Лурье Л. Я. Питерщики. Русский капитализм. Первая попытка. — СПб.: БХВ — Петербург, 2011. — 288 с.

Столица часто не походит на страну в целом, но очень многое говорит о государственном устройстве. Это тем более справедливо в отношении государства централизованного, такого, например, как Россия. Вероятно, поэтому Василий Ключевский предложил периодизацию российской истории «по столицам»: Киеву, Москве, Петербургу...

Скучно повторять, что архитектура — это застывшая музыка. В случае с Петербургом это еще и застывшие законы, регламенты, табели, стиль и ритм российской государственности, которые во многом определяла военно-бюрократическая машина. Два столетия столичная жизнь вращалась на плацу между канцелярией и казармой. К середине 1870-х годов 20 % населения столицы принадлежали к военному сословию, чуть более 14 % — к государственным служащим[1]. Здесь царил Левиафан, не признававший других объектов почитания. Характерно, что в Петербурге лишь редкие храмы строились на частные пожертвования, вопреки российской традиции[2].

К чиновничьему миру столицы приходилось привыкать самым разным «маленьким людям». Вместе с ними столицу обживала и сама Россия, динамично менявшаяся в XVIII—XX веках. Наверное, больше других примечательны в этом отношении годы Великих реформ 1860—1880 годов. Тогда Россия пережила радикальные изменения: существенно трансформировалась социальная структура общества, возникли новые институты (органы местного самоуправления, гласный суд, адвокатура и др.). Все это с неизбежностью сказалось на жизни Петербурга, где старое и новое постоянно «сталкивались лбами».

Этим «встречам» и посвящена книга Льва Лурье, главный герой которой — капиталистическая волна, захлестнувшая столицу. Петербург Пушкина стал Питером торговцев и приказчиков. Чаще всего малосимпатичные, но зато весьма деловитые нувориши овладели большими богатствами и стали претендовать на особое положение. Их звучные имена (Кокоревы, Овсянниковы, Елисеевы) стали своего рода символом фундаментальных социальных изменений, очевидных в Петербурге и, быть может, не столь заметных в России. Столицу заселяла деревня — ярославская, костромская, тверская, олонецкая. Крестьяне самых разных губерний осваивались в Петербурге, а затем в Северной Пальмире устраивалась вся их родня. Обычно они занимались одним промыслом, в сущности монополизируя его, организовывали землячества, артели.

Показывая повсеместные столкновения старого и нового в столичной жизни, автор «Питерщиков» вполне намеренно подводит читателя к казалось бы очевидному выводу: быть может, капитализм на первых порах и вызывает чувство брезгливости, но он исторически неизбежен и в конце концов эффективен. Более того, все его бросающиеся в глаза недостатки постепенно уходят в прошлое. «Эпоха накопления первоначального капитала» уступает место временам благообразным, на смену звероподобному миллионеру-поджигателю Овсянникову приходят его же внуки — вполне просвещенные политики и меценаты Рябушинские.

Однако всякая историческая аналогия хромает, как бы привлекательна она ни была. В данном случае сопоставление конца XIX и XX веков не кажется очевидным. Оно становится возможным лишь потому, что автор предлагает слишком уж необычный угол зрения на столичную жизнь второй половины XIX века. Под этим углом хорошо заметны закоулки и задворки Петербурга, но плохо видны его проспекты и площади.

▸ **Исходные записи**
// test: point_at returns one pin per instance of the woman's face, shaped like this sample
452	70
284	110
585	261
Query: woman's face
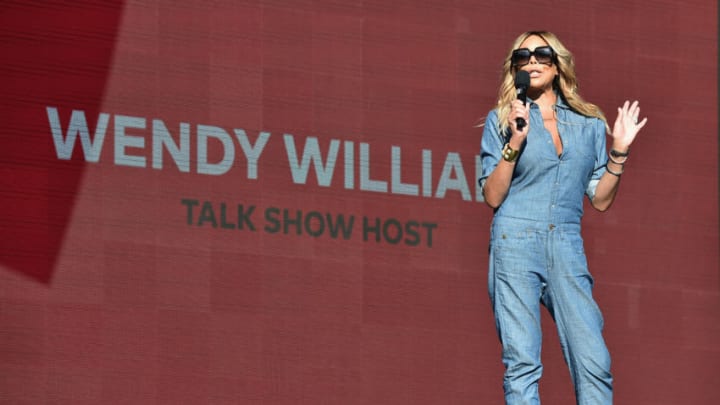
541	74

* * *

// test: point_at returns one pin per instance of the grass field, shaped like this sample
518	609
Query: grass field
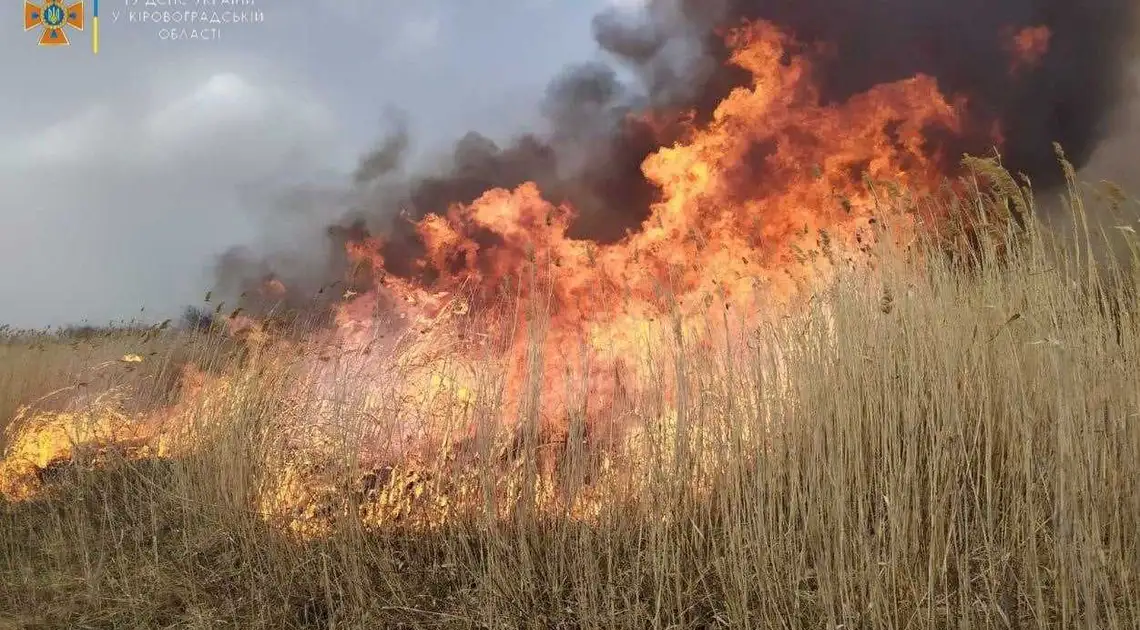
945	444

...

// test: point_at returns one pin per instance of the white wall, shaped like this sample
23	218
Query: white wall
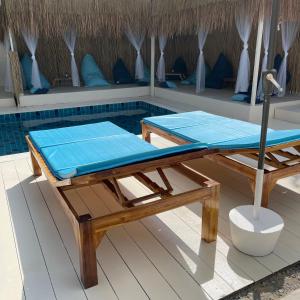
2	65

▸ **Вопросы и задания**
1. Ответьте по рецензии на книгу «Питерщики» на три вопроса:
(a) Какая доля населения столицы принадлежала к военному сословию к середине 1870-х годов?
(b) Из каких губерний деревня заселяла столицу?
(c) Кто, по словам рецензии, приходит на смену Овсянникову?
2. Соответствуют ли рецензии на книгу «Питерщики» эти утверждения? Ответьте «да» или «нет» и приведите решающие слова рецензии.
(a) Периодизацию российской истории «по столицам» предложил Василий Ключевский.
(b) В Петербурге большинство храмов строилось на частные пожертвования.
(c) Сопоставление конца XIX и XX веков представляется рецензенту очевидным.

▸ **Список ответов**
1.
(a) 20 %.
(b) Из ярославской, костромской, тверской и олонецкой.
(c) Его же внуки, просвещенные политики и меценаты Рябушинские.

2.
(a) Да: «Василий Ключевский предложил периодизацию российской истории «по столицам»».
(b) Нет: «в Петербурге лишь редкие храмы строились на частные пожертвования».
(c) Нет: «сопоставление конца XIX и XX веков не кажется очевидным».